■ Tasks to perform ■
1 > Using the passage on wildfire smoke and memes, decide whether each statement agrees with it: (a) the image macro first appeared in 2007 on the website Something Awful; (b) the fires had stopped burning by the time the sky returned to its normal color; (c) the most devastating scenes were in the city of Vancouver. Answer yes or no for each, quoting the words from the passage that decide it.
2 > From the passage on wildfire smoke and memes, duplicate the part that begins at the words "There are few" and stops after "a viral phenomenon.", keeping every word and mark unchanged.

BEGIN Reading passage

For a couple of days last summer, smoke from the forest fires that were ravaging British Columbia swaddled the city of Vancouver. The truly devastating scenes were occurring around Pemberton where the fire was wreaking havoc, but the visible manifestation in the metropolitan area was unsettling. There was something apocalyptic about the normally yellow sun replaced by a glowing orange yolk sitting ominously in the sky, and the sandpaper scratch of the throat trying desperately to resist the air.
It was comforting when the sky returned to its normal hue a few days later and awareness of the fires diminished, even if they continued to rage unabated. When situations like this occur, there is always conversation and query around the devastation, but in the Internet age, there are so many methods of response that serve the purpose of reaction. Before the smoke had cleared away, some measure of the destruction and degree had already been catalogued online, a response that seemed to move more quickly than wildfire.
There are few things that sum up the need for quick reaction like the image macro. First appearing in 2007 on the website Something Awful, the image macro – more commonly known as the meme – superimposes a picture with text for ironic or comedic effect. In times that insist we acknowledge or respond to every aspect of pop culture, from ISIS to Game Of Thrones, the image macro has become a viral phenomenon.

END Reading passage
BEGIN Data under study

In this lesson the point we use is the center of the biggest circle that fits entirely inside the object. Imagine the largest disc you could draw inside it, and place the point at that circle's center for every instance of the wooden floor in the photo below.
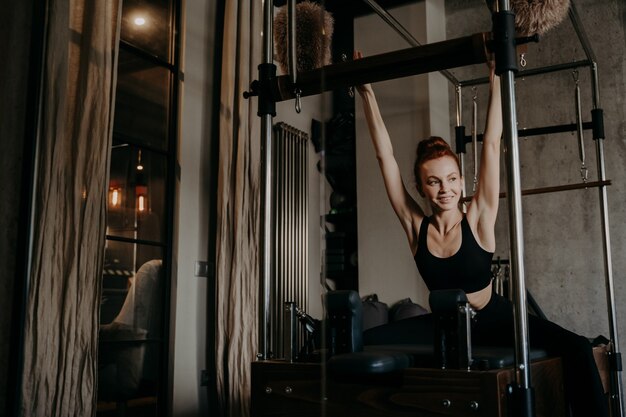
(304, 390)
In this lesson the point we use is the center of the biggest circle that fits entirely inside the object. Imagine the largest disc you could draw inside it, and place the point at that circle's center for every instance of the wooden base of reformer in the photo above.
(303, 389)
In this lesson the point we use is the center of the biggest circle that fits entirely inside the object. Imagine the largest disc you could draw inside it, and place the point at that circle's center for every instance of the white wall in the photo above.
(413, 108)
(189, 398)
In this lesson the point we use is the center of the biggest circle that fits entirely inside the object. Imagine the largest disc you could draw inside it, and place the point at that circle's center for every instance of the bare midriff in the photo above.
(479, 299)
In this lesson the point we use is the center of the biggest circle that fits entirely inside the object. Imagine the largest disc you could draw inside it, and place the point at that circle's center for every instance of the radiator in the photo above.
(290, 192)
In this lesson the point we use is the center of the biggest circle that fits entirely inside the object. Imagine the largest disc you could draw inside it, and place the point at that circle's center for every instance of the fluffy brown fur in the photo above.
(314, 31)
(536, 16)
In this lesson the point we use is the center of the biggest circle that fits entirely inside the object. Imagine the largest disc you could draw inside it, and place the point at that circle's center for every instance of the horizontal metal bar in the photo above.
(537, 131)
(137, 241)
(557, 188)
(432, 57)
(405, 34)
(532, 72)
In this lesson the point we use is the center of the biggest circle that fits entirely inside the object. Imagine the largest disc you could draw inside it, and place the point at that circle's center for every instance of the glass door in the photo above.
(134, 308)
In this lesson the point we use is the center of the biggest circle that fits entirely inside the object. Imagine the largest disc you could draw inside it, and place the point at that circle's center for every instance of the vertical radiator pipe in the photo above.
(506, 66)
(616, 389)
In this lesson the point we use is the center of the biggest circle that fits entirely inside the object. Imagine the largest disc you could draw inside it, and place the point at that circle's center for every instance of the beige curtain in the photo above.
(238, 208)
(61, 329)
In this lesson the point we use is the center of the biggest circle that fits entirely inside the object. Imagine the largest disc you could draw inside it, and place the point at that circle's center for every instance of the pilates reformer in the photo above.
(421, 59)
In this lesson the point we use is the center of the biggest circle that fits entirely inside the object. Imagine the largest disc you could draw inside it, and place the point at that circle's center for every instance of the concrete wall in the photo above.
(413, 108)
(562, 231)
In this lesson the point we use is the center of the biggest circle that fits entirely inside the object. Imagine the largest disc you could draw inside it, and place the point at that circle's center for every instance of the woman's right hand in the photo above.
(364, 88)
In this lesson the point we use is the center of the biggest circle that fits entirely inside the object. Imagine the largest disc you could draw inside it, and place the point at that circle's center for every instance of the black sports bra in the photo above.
(468, 269)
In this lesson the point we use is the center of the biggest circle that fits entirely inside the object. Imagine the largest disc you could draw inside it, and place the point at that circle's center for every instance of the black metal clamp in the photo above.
(264, 89)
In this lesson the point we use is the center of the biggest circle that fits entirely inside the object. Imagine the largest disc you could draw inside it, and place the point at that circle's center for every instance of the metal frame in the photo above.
(345, 73)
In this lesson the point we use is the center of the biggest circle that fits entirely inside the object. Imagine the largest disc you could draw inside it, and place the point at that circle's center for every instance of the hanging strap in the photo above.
(584, 172)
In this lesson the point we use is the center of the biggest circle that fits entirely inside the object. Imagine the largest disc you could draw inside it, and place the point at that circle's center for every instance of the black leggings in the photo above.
(493, 326)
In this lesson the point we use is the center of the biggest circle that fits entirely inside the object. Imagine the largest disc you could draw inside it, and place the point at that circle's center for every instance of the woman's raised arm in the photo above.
(484, 205)
(407, 210)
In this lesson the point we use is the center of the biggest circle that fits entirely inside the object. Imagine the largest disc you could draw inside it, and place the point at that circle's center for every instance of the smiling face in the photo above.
(441, 183)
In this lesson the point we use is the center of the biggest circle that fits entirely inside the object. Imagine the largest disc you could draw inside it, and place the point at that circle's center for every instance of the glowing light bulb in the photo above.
(115, 198)
(141, 203)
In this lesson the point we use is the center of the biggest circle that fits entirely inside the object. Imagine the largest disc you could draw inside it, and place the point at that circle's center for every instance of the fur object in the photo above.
(314, 31)
(536, 16)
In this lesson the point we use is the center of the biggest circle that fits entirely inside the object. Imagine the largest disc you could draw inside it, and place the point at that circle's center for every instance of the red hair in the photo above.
(432, 148)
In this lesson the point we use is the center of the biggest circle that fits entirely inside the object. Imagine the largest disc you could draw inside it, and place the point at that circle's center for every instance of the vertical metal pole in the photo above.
(617, 403)
(504, 33)
(514, 199)
(290, 350)
(265, 267)
(459, 122)
(291, 32)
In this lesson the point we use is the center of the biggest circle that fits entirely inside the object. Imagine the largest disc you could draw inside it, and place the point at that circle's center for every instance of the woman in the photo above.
(453, 249)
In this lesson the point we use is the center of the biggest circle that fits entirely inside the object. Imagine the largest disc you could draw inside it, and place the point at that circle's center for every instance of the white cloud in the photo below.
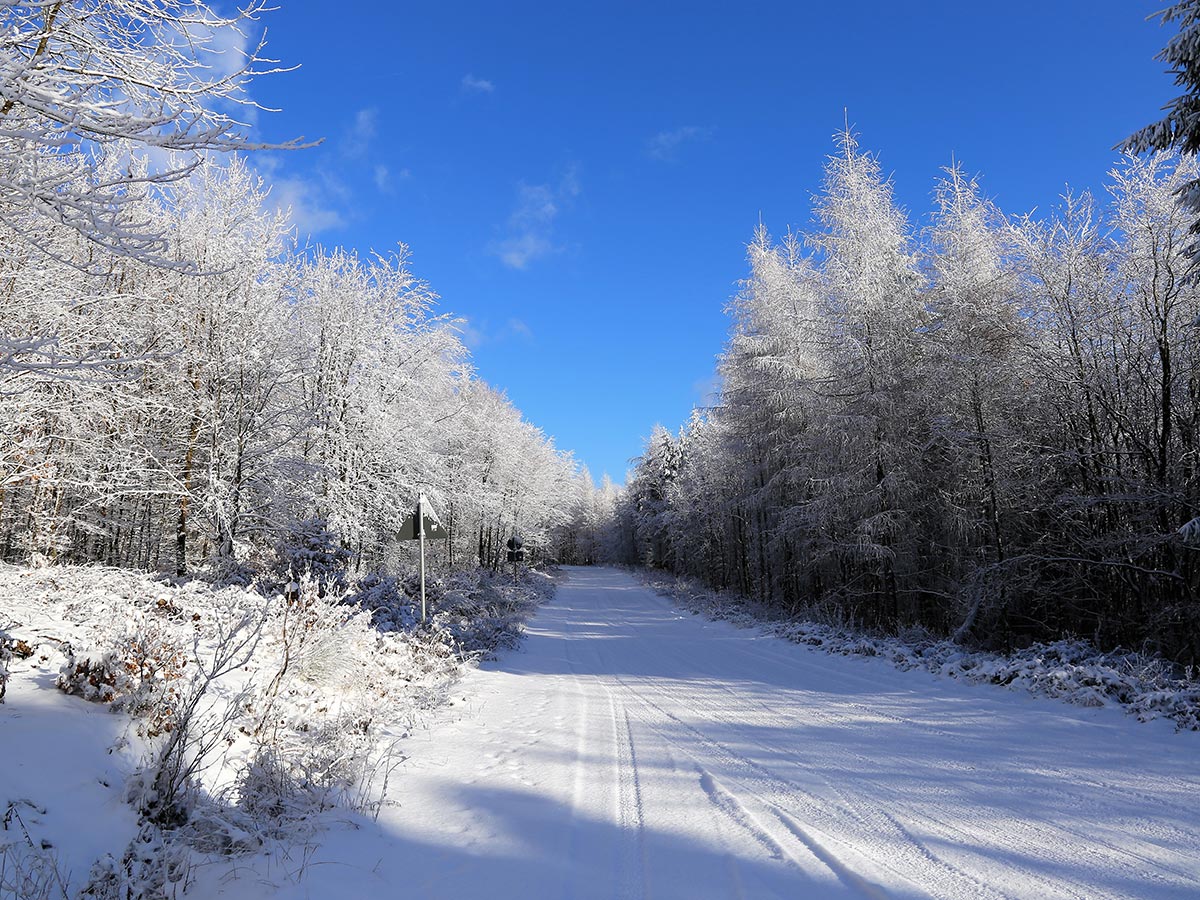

END Data under study

■ Solutions by task ■
1 >
(a) Yes: "First appearing in 2007 on the website Something Awful"
(b) No: "even if they continued to rage unabated"
(c) No: "The truly devastating scenes were occurring around Pemberton"

2 >
There are few things that sum up the need for quick reaction like the image macro. First appearing in 2007 on the website Something Awful, the image macro – more commonly known as the meme – superimposes a picture with text for ironic or comedic effect. In times that insist we acknowledge or respond to every aspect of pop culture, from ISIS to Game Of Thrones, the image macro has become a viral phenomenon.